_Work order_.
Filter the data below, keeping only lines that contain "interior".

Stored data entries
•••

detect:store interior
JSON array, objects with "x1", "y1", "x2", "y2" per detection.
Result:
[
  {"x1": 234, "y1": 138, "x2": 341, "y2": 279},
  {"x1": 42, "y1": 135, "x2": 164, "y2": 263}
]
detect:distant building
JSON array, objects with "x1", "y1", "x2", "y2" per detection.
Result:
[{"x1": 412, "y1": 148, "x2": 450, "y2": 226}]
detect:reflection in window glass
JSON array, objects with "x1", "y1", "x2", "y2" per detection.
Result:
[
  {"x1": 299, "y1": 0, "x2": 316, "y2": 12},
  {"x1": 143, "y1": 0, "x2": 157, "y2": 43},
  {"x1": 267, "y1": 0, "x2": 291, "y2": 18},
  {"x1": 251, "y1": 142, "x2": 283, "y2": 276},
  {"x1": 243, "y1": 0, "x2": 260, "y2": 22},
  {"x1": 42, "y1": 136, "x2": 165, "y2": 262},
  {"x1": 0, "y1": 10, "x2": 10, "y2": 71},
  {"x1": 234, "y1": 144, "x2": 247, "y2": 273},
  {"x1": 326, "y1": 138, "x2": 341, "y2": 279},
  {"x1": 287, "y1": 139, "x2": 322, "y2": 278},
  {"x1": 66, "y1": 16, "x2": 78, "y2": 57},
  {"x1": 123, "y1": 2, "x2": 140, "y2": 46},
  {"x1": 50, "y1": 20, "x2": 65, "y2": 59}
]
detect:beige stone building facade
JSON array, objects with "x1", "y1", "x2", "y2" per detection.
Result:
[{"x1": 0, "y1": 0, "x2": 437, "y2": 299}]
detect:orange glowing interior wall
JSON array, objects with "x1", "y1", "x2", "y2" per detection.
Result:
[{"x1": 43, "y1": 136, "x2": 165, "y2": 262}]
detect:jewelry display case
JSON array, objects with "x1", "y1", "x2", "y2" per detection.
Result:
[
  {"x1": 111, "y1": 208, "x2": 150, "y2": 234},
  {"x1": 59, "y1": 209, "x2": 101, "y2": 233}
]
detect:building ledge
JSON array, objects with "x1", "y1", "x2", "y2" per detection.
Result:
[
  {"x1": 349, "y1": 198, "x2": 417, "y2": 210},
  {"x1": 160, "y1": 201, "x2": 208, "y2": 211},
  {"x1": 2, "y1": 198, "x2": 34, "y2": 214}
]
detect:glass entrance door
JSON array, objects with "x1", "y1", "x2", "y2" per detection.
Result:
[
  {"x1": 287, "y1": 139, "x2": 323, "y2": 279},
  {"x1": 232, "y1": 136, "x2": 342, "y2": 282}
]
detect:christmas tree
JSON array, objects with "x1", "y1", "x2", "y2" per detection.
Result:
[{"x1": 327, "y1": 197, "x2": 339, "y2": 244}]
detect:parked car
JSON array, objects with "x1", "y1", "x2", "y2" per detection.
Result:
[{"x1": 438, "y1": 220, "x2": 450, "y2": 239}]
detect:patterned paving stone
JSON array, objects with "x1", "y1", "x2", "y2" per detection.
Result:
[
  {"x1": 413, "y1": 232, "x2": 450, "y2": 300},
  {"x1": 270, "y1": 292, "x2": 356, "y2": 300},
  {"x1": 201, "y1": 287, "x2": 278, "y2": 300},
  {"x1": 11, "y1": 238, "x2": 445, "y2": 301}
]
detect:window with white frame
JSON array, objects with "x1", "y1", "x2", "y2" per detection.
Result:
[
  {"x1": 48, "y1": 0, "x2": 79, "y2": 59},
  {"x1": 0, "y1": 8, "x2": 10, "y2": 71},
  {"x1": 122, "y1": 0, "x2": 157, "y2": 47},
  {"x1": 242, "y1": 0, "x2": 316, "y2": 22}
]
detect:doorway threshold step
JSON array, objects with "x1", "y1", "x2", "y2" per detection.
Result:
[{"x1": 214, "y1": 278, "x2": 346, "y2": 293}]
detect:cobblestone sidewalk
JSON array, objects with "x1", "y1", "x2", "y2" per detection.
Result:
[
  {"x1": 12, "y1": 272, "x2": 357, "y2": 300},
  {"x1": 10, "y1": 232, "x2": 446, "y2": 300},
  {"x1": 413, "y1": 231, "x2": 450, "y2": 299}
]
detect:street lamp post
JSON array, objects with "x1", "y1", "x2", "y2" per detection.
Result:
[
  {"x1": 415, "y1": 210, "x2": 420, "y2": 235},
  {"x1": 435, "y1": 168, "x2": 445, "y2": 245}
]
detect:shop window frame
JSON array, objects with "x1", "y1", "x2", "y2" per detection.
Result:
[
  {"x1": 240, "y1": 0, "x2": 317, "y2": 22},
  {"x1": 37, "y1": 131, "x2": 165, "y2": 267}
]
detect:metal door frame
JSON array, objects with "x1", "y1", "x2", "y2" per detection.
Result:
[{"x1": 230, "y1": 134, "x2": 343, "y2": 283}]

•••

_Your solution_.
detect:store interior
detect:orange glowing interior wall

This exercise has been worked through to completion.